ZU BEARBEITENDE AUFGABEN:
a: In welcher Höhe wurde dem Beschwerdeführer laut dem Gerichtsbeschluss zur Ruhegenusszulage die Ruhegenusszulage monatlich zuerkannt?
b: Schreibe den Gerichtsbeschluss zur Ruhegenusszulage nach seinem letzten Satz weiter.

VORLIEGENDER AUSZUG:
▼
27/01 Rechtsanwälte;
40/01 Verwaltungsverfahren;

Norm

AVG §21;
RAO 1868 §8 Abs1;
ZustG §7;
ZustG §9 Abs1;

Betreff

Der Verwaltungsgerichtshof hat durch den Vorsitzenden Senatspräsident Dr. Höß und die Hofräte Dr. Zens und Dr. Bayjones als Richter, im Beisein des Schriftführers Mag. Lamprecht, in der Beschwerdesache des M in H, vertreten durch Dr. Wolfgang Vacarescu, Rechtsanwalt in 8010 Graz, Jakominiplatz 16/II, gegen den Gemeinderat der Landeshauptstadt Graz wegen Verletzung der Entscheidungspflicht i.A. Ruhegenusszulage, den Beschluss gefasst:

Spruch

Das Verfahren wird eingestellt.

Die Landeshauptstadt Graz hat dem Beschwerdeführer Aufwendungen in der Höhe von EUR 675,60 binnen zwei Wochen bei sonstiger Exekution zu ersetzen. Das Mehrbegehren wird abgewiesen.

Begründung

Mit Bescheid des Stadtsenates der Landeshauptstadt Graz vom 18. November 2002 wurde dem Beschwerdeführer über seinen Antrag eine Ruhegenusszulage gemäß § 52a der Dienst- und Gehaltsordnung der Beamten der Landeshauptstadt Graz 1956, LGBl. Nr. 30/1957, in der Höhe von monatlich EUR 102,80 zuerkannt.

Gegen diesen Bescheid erhob der Beschwerdeführer am 12. Dezember 2002 (Datum der Postaufgabe) Berufung.

Mit seiner am 24. Juli 2003 zur Post gegebenen Säumnisbeschwerde machte der Beschwerdeführer die Verletzung der Entscheidungspflicht durch die belangte Behörde in Ansehung dieser Berufung geltend.

Mit Verfügung vom 12. August 2003 trug der Verwaltungsgerichtshof der belangten Behörde gemäß § 36 Abs. 2 VwGG auf, den versäumten Bescheid binnen drei Monaten zu erlassen und eine Abschrift desselben vorzulegen oder anzugeben, warum eine Verletzung der Entscheidungspflicht nicht vorliege.

Mit Note vom 20. August 2003 teilte der Bürgermeister der Landeshauptstadt Graz mit, über die Berufung sei mit einem Bescheid der belangten Behörde vom 10. April 2003 entschieden worden. Dieser Bescheid sei dem Beschwerdeführer am 17. April 2003 durch Hinterlegung zugestellt worden. Der entsprechende, an den Beschwerdeführer persönlich adressierte Rückschein wurde mit dieser Note vorgelegt.

Über Vorhalt dieser Eingabe brachte der Beschwerdeführer am 11. September 2003 vor, er habe sich bereits in der Berufung auf das Vorliegen einer Vollmacht gemäß § 8 RAO berufen. Diese Vollmacht umfasse auch eine Zustellvollmacht im Sinne des § 9 des Zustellgesetzes, BGBl. Nr. 200/1982 (im Folgenden: ZustellG). Die Zustellung der Erledigung der belangten Behörde vom 10. April 2003 an den Beschwerdeführer persönlich habe keine Erlassung des Berufungsbescheides bewirkt.
▲
EXTRAHIERTE EINTRÄGE:
▼
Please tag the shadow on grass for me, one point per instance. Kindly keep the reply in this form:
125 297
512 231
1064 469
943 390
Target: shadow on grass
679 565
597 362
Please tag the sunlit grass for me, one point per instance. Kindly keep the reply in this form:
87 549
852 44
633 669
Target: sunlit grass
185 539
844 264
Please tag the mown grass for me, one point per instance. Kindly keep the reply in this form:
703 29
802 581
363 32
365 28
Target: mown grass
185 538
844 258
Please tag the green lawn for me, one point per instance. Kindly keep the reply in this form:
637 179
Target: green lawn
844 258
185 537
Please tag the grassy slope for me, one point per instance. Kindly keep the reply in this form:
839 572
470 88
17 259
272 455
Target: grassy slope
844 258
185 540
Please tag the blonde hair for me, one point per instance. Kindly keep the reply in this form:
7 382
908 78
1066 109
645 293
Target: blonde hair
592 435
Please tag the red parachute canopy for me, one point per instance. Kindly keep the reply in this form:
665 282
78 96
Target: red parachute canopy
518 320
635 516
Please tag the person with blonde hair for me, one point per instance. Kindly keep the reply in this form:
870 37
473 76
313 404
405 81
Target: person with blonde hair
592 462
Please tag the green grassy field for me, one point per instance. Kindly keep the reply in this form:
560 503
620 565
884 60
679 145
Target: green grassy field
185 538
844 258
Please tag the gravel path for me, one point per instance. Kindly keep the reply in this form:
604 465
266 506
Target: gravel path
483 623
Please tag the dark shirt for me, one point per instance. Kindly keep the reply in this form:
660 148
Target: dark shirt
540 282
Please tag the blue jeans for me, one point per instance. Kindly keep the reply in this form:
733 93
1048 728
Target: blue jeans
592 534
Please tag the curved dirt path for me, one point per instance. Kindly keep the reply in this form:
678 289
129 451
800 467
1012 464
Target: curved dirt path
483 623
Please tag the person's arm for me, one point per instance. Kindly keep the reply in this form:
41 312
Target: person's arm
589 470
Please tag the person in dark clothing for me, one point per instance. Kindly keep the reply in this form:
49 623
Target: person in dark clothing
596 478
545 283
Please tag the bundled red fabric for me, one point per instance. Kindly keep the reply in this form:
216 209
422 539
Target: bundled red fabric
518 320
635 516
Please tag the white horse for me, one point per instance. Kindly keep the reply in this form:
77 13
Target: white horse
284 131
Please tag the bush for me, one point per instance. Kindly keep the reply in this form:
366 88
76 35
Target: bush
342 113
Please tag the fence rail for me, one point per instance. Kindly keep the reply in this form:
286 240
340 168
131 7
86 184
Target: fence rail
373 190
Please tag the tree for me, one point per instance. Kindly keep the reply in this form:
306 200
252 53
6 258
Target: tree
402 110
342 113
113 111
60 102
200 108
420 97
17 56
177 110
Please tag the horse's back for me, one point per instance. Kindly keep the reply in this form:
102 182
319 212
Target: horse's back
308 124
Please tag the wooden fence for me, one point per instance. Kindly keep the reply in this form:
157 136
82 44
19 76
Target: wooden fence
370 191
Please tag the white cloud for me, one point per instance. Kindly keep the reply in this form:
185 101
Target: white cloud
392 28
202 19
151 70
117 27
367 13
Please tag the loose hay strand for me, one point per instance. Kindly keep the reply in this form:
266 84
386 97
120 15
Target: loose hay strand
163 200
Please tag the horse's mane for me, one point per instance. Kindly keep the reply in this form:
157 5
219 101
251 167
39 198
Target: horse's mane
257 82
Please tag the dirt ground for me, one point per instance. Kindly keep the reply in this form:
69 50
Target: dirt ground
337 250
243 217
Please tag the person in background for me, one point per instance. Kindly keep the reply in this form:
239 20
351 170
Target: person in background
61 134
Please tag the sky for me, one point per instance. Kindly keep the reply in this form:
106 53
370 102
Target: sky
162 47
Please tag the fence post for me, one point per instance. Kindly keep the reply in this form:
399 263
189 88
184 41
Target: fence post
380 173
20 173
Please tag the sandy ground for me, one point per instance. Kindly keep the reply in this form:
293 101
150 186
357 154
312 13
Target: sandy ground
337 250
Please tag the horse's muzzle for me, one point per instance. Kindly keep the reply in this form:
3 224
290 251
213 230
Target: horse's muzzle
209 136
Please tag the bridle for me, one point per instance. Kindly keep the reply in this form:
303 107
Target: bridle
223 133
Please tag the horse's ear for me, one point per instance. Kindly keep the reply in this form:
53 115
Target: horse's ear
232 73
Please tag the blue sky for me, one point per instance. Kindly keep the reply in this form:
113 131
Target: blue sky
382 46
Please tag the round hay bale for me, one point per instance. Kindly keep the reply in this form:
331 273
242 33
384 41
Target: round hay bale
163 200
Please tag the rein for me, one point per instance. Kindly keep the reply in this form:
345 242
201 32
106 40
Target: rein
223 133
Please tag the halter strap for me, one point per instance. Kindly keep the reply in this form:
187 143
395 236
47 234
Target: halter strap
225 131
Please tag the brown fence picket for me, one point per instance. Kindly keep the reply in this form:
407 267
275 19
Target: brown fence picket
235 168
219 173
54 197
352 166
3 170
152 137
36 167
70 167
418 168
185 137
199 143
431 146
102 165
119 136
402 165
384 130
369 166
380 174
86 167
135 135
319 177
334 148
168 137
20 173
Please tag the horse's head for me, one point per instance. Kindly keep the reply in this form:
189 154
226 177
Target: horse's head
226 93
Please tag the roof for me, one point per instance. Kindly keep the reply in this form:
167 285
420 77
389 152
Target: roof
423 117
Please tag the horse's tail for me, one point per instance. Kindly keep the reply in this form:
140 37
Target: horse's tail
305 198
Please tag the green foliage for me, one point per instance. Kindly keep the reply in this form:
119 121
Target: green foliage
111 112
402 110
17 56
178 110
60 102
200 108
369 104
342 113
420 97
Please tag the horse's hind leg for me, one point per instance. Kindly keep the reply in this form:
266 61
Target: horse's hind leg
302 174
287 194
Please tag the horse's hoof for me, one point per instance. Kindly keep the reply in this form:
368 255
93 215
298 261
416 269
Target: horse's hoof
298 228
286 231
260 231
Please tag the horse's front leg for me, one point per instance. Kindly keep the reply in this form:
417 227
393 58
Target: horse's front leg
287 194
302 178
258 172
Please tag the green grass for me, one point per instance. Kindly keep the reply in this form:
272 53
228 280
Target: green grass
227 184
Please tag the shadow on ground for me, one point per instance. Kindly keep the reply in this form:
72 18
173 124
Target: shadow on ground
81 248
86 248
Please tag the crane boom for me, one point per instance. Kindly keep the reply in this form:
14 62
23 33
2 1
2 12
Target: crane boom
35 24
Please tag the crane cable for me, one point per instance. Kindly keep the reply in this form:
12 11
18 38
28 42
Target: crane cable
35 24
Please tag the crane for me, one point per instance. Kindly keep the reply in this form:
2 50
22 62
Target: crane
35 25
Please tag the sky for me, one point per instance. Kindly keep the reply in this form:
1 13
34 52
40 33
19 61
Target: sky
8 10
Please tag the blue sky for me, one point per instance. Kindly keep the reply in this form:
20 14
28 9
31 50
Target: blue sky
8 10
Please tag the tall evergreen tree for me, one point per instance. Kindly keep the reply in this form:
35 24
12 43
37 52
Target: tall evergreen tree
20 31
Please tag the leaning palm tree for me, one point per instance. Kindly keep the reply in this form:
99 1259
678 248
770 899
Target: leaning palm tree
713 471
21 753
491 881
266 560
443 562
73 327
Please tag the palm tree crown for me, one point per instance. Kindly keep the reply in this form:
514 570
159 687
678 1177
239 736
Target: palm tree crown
▲
ANTWORTEN:
a: In Höhe von EUR 102,80 monatlich.

b:
Mit Eingabe vom 16. Oktober 2003 gab das Präsidialamt der Landeshauptstadt Graz bekannt, dass der Beschwerdeführer bereits im Zeitpunkt der Berufungserhebung durch den Beschwerdevertreter anwaltlich vertreten gewesen sei. Die an den Beschwerdeführer persönlich adressierte Erledigung der belangten Behörde vom 10. April 2003 sei von ihm am 22. April 2003 persönlich am Postamt behoben worden. Es bleibe der Prüfung des Verwaltungsgerichtshofes vorbehalten, ob der Zustellmangel durch tatsächliches Zukommen der Erledigung "gemäß § 7 ZustellG" geheilt worden sei.

Mittlerweile sei die Erledigung der belangten Behörde vom 10. April 2003 am 8. Oktober 2003 dem Beschwerdevertreter zugestellt worden. Der diese Zustellung beurkundende Rückschein wurde gleichfalls vorgelegt.

Über Anfrage des Verwaltungsgerichtshofes äußerte sich der Beschwerdeführer zu dieser Eingabe dahingehend, es treffe zu, dass er am 22. April 2003 die in Rede stehende Erledigung der belangten Behörde beim Postamt behoben habe. Die solcherart erlangte Ausfertigung habe er jedoch dem Beschwerdevertreter nicht körperlich übergeben. Eine Zustellung der Erledigung an den Beschwerdevertreter sei erstmals am 8. Oktober 2003 erfolgt.

Zu dieser Stellungnahme äußerte sich die belangte Behörde nicht.

I. Zur Zulässigkeit der Beschwerde:

§ 9 Abs. 1 ZustellG in der Fassung nach dem Bundesgesetz BGBl. I Nr. 158/1998 lautet:

"§ 9. (1) Ist ein Zustellungsbevollmächtiger bestellt, so hat die Behörde, soweit gesetzlich nicht anderes bestimmt ist, diesen als Empfänger zu bezeichnen. Geschieht dies nicht, so gilt die Zustellung als in dem Zeitpunkt bewirkt, in dem das Schriftstück dem Zustellungsbevollmächtigten tatsächlich zugekommen ist."

Unstrittig ist, dass sich der Beschwerdevertreter schon im Berufungsverfahren auf eine Bevollmächtigung gemäß § 8 Abs. 1 RAO berufen hat. Eine solche zur umfassenden berufsmäßigen Parteienvertretung erteilte Vollmacht beinhaltet auch eine Zustellvollmacht im Sinne des § 9 ZustellG (vgl. das hg. Erkenntnis vom 23. Februar 2000, Zl. 99/03/0325).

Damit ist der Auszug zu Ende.